++++ Texte source
Son visage faisait penser à celui de Roman Polanski. Tous deux d'origine polonaise, tous deux hommes de cinéma. Mais Charles Najman, que je n'ai pas connu, avait eu une autre vie avant, celle d'un militant révolutionnaire, amoureux de toutes les causes. Il est décédé le 18 juillet dernier. Avec lui, c'est une fratrie politique qui s'en va, celle qu'il formait avec son frère aîné Maurice (1948-1999), figure des comités d'action lycéens en mai 1968 et compagnon de route de l'extrême gauche avant d'être un des piliers du quotidien Libération.
Les comités d'action lycéens se donnaient pour but d'organiser les lycéens - mineurs en 1967-1968 et dans leurs dirigeants, outre Maurice Najman, il y avait aussi Romain Goupil et Michel Recanati, futurs dirigeants de la Ligue communiste. Goupil a porté à l'écran l'histoire de cette génération à travers le portrait qu'il consacra à son ami Michel, dans le très beau Mourir à Trente ans. L'Histoire des CAL a sont importance car c'est eux qui furent à l'origine du concept de coordination dans lesquelles s'organisent les contestations de la jeunesse scolarisée - lycéenne ou étudiante - depuis le début des années 70.
++++++++
++++ Données fournies
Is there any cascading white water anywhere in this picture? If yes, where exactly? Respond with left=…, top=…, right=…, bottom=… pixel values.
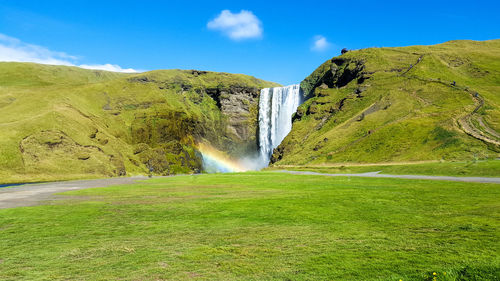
++++++++
▶ [Tâches à réaliser]:
1. Dressez la liste de toutes les personnes que le texte sur Charles Najman désigne par leur prénom et leur nom, dans leur ordre d'apparition.
2. Recopiez à l'identique le passage du texte sur Charles Najman qui va de « Son visage faisait » jusqu'à « du quotidien Libération. ».
3. Écrivez la suite du texte sur Charles Najman, en reprenant juste après sa dernière phrase.

▶ [Réponses de l'exercice]:
1. Roman Polanski, Charles Najman, Maurice Najman, Romain Goupil, Michel Recanati

2.
Son visage faisait penser à celui de Roman Polanski. Tous deux d'origine polonaise, tous deux hommes de cinéma. Mais Charles Najman, que je n'ai pas connu, avait eu une autre vie avant, celle d'un militant révolutionnaire, amoureux de toutes les causes. Il est décédé le 18 juillet dernier. Avec lui, c'est une fratrie politique qui s'en va, celle qu'il formait avec son frère aîné Maurice (1948-1999), figure des comités d'action lycéens en mai 1968 et compagnon de route de l'extrême gauche avant d'être un des piliers du quotidien Libération.

3.
Les frères Najman incarnaient cette génération particulière, ces "juifs polonais nés en France" comme disait Pierre Goldman.
La grande-mère s'appellait Maria Luxemburg, cousine d'une certaine Rosa. La mère, Solange, était une rescapée d'Auschwitz et on parlait yiddish à la maison. Avant la guerre, elle avait fait la grève à Łódź avec une cousine de Léon Trotsky. Histoire classique de ces enfants du Yiddishland entrés en révolution comme on entre en religion. Comme le disait lui-même Charly, "le messianisme trotskiste, est le fruit d'une rencontre entre la mystique juive et la mystique révolutionnaire".
Maurice est né à Paris. Il porte le prénom de son oncle, Maurice Najman qui a été assassiné pendant la guerre civile espagnole. La famille Najman a croisé la famille Gluckstein dans les ghettos de Łódź et de Radom...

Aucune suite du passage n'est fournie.